Records excerpted from a collection:
▼

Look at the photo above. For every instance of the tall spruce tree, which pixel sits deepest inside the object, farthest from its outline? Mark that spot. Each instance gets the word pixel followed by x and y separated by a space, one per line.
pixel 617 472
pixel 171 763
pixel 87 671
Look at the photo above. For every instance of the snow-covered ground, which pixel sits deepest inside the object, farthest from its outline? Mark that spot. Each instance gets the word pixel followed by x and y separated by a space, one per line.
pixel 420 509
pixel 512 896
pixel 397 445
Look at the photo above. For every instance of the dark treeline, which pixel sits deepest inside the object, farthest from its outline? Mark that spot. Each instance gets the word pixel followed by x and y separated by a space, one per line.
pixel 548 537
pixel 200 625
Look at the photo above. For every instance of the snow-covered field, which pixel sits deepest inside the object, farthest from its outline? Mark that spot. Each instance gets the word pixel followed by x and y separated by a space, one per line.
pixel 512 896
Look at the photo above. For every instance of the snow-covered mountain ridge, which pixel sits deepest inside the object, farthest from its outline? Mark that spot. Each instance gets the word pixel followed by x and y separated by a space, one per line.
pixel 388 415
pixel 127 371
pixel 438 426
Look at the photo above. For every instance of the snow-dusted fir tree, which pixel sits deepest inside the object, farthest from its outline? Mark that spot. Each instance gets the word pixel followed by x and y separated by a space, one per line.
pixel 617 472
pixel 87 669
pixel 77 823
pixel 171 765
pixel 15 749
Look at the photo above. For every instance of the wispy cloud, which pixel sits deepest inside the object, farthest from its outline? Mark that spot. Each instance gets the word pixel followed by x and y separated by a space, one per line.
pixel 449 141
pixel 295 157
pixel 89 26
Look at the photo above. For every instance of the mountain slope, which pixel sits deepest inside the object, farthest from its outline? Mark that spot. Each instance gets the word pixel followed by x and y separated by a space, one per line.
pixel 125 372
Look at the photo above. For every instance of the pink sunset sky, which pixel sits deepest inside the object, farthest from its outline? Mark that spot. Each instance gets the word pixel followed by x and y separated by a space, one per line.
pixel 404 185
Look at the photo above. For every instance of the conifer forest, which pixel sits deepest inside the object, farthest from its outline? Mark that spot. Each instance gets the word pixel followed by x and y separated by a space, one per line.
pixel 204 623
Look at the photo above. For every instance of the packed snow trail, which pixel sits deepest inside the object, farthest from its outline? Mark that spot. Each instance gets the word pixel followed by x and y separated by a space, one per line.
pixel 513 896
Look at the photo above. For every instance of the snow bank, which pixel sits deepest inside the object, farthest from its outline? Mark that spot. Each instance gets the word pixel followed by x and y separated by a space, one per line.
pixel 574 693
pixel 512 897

▲

What needs to be done
Word for word, give the records again.

Result for this task
Look at the photo above. For every instance of the tall spruce tree, which pixel sits deepest inside the object, farthest from its outline? Mark that spot. Each instance gets the word pixel followed by x and y separated by a space, one per line.
pixel 617 472
pixel 171 763
pixel 87 671
Look at the photo above. For every instance of the snow-covered ground, which pixel sits deepest inside the object, farthest from its outline? Mark that spot. Each instance gets the word pixel followed by x and y separated by a space, one per line.
pixel 420 509
pixel 512 896
pixel 397 445
Look at the photo above. For every instance of the dark treeline, which pixel sits deepest inside the object, farthest from its outline? Mark that spot. Each instance gets the word pixel followed by x and y separated by a space, one per line.
pixel 548 537
pixel 200 625
Look at the photo above. For every instance of the snow-covered field, which pixel sits deepest inside the object, farthest from its outline? Mark that spot. Each instance gets the word pixel followed by x and y separated by a space, one per line.
pixel 512 896
Look at the photo above. For every instance of the snow-covered mountain ridge, which pixel sits deepest inside the object, farthest from its outline? Mark that spot. Each instance gets the word pixel followed by x and y separated by a space, one per line.
pixel 388 415
pixel 127 371
pixel 438 426
Look at the photo above. For every instance of the snow-dusted fir tree, which pixel sits deepest inside the object, farthest from its outline? Mark that spot. Each instance gets the word pixel followed by x and y separated by a space, one per line.
pixel 617 472
pixel 87 669
pixel 77 823
pixel 171 765
pixel 15 749
Look at the photo above. For every instance of the wispy cloud, which pixel sits deepest inside the object, farthest from its outline? Mark that spot. Each instance gets the word pixel followed by x and y separated by a space, one per line.
pixel 449 141
pixel 295 157
pixel 89 26
Look at the photo above. For every instance of the mountain slope, which pixel sits deepest inside the object, farthest from its outline? Mark that spot. Each instance gets the word pixel followed by x and y separated by a space, one per line.
pixel 125 372
Look at the photo above. For every instance of the pink sunset sky, which pixel sits deepest inside the object, farthest from its outline? Mark that spot. Each instance gets the word pixel followed by x and y separated by a space, one per line.
pixel 404 185
Look at the photo above. For every instance of the conifer forest, which pixel sits deepest inside the object, farthest from its outline? Mark that spot. Each instance gets the word pixel followed by x and y separated by a space, one per line.
pixel 204 623
Look at the photo above. For every instance of the packed snow trail, which pixel sits deepest inside the object, farthest from its outline? Mark that spot. Each instance gets the word pixel followed by x and y separated by a space, one per line.
pixel 513 896
Look at the photo above. For every instance of the snow bank, which pixel sits deepest inside the object, farthest from its outline? Mark that spot. Each instance gets the word pixel followed by x and y separated by a space, one per line.
pixel 574 693
pixel 512 897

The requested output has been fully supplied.